(Source records)
________

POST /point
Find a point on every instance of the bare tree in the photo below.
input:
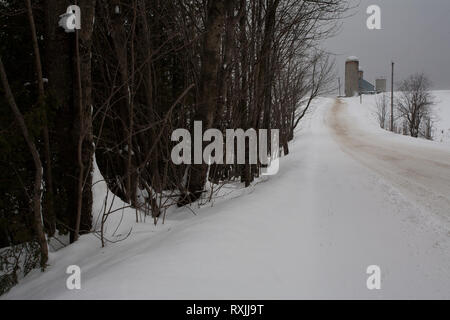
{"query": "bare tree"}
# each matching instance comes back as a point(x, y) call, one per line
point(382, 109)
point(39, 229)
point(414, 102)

________

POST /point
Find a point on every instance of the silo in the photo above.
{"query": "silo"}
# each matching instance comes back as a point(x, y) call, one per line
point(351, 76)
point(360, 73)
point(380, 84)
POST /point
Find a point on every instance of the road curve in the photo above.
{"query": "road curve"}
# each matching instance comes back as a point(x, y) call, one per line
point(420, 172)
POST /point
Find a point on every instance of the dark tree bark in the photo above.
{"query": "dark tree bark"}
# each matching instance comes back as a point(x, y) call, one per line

________

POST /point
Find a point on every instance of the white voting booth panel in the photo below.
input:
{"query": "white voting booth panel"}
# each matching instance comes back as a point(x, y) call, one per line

________

THE EXERCISE: Count the lines of the data above that contain the string "panel", treating uppercase and lowercase as different. Reply with the number only.

PROBLEM SOLUTION: 2